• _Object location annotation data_

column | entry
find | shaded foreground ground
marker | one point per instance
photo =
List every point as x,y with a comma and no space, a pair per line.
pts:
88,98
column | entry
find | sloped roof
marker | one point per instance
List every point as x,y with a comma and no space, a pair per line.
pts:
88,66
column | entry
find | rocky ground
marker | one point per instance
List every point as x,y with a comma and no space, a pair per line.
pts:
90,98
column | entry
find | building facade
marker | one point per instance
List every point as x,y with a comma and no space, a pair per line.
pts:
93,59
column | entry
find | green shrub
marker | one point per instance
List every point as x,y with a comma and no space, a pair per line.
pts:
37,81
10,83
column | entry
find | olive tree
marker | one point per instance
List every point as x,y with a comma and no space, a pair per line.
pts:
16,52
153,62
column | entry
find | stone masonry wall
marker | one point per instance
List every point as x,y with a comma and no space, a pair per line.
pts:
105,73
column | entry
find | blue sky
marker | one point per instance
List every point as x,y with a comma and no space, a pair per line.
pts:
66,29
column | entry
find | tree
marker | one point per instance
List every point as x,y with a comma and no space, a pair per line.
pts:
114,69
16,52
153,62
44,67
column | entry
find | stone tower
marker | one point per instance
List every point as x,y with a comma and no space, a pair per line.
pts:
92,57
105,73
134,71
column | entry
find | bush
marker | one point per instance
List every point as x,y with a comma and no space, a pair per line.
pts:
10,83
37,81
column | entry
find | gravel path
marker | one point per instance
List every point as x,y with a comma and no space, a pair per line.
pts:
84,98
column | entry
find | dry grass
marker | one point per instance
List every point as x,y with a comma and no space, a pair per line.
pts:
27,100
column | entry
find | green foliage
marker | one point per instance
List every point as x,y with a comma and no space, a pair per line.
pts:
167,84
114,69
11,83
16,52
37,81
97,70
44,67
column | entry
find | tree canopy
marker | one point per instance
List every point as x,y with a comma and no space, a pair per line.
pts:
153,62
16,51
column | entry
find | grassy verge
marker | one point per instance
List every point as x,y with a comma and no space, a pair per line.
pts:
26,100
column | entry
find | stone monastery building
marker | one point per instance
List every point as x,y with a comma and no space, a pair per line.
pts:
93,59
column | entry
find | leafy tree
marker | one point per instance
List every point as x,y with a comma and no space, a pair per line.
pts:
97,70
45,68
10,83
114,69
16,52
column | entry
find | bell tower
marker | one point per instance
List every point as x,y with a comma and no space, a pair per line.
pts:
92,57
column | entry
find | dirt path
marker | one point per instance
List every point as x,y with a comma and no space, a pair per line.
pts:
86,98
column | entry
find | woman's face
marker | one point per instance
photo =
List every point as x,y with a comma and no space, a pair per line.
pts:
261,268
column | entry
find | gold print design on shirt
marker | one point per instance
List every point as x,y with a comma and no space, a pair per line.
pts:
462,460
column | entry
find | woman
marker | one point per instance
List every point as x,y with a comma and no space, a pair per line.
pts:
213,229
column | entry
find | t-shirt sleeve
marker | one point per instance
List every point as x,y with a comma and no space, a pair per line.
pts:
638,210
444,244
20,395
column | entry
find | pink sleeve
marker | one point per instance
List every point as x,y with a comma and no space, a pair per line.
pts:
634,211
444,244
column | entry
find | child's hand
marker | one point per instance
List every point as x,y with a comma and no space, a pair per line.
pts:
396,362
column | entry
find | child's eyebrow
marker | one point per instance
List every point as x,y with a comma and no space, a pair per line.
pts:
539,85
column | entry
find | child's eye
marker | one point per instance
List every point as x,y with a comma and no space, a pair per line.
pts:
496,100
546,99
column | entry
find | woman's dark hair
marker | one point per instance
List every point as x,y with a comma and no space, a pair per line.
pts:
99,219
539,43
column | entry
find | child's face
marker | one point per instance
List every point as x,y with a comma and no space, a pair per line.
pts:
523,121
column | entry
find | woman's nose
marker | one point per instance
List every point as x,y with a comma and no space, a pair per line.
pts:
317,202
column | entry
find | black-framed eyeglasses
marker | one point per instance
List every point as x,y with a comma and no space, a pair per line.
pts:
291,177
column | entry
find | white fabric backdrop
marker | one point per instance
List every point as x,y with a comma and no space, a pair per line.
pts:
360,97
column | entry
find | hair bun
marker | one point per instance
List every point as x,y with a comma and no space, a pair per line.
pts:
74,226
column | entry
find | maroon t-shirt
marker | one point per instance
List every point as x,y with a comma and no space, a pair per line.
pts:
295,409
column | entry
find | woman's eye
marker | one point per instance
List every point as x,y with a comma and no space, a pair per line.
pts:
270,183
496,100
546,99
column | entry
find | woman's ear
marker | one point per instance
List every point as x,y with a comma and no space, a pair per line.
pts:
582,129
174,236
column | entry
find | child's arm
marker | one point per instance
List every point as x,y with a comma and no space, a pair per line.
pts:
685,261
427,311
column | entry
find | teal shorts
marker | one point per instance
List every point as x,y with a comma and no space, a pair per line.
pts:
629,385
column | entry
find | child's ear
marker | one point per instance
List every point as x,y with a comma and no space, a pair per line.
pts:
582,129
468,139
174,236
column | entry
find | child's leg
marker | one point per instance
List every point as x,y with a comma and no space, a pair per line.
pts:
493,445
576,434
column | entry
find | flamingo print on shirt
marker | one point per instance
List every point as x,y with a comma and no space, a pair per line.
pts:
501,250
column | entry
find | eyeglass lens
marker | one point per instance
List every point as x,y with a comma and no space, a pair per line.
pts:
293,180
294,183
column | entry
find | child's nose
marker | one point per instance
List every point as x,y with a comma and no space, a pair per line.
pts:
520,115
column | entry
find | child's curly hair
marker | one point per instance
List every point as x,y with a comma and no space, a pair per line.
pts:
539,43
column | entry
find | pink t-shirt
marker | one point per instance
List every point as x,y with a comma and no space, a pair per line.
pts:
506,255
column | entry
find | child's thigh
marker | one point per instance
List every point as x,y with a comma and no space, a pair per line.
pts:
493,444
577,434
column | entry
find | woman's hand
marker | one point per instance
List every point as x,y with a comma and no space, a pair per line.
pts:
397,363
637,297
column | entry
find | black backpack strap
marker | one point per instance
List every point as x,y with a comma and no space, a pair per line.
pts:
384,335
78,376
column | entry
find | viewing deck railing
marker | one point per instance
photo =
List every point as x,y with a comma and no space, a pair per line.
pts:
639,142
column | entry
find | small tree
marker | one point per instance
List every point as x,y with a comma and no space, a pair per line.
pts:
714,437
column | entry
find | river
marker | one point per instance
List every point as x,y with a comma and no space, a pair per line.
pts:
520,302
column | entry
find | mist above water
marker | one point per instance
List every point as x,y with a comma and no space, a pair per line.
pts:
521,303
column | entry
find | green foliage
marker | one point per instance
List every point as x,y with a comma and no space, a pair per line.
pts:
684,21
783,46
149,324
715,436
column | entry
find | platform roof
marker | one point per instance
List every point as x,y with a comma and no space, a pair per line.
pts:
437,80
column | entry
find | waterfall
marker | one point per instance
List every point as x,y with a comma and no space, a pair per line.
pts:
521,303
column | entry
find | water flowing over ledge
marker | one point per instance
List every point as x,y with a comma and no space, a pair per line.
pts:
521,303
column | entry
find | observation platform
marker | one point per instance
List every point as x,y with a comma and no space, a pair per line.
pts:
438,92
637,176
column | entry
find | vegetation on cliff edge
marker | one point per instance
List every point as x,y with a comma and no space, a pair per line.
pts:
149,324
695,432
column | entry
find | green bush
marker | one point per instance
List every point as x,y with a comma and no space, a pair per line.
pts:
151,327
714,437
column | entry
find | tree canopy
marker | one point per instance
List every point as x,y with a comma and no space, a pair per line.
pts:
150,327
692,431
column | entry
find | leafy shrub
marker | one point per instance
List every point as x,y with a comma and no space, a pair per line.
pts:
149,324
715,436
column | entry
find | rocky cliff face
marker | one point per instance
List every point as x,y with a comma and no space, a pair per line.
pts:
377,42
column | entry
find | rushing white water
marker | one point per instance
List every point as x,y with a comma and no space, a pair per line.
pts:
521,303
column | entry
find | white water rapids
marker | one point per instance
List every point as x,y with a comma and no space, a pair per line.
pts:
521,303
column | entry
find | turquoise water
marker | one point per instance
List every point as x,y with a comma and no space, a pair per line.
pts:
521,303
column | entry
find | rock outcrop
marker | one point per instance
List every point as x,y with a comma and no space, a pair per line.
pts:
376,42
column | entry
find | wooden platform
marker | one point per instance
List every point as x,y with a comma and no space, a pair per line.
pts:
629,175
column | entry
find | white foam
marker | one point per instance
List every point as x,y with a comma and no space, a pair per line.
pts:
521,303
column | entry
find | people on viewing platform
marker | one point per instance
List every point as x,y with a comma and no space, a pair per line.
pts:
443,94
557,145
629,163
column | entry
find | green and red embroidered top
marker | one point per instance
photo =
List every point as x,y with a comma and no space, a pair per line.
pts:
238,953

• _Work to be completed_
Extract every line from the items above that contains the string "viewing", matching its case exactly.

• _Solution to this problem_
find | viewing deck railing
find | people on viewing platform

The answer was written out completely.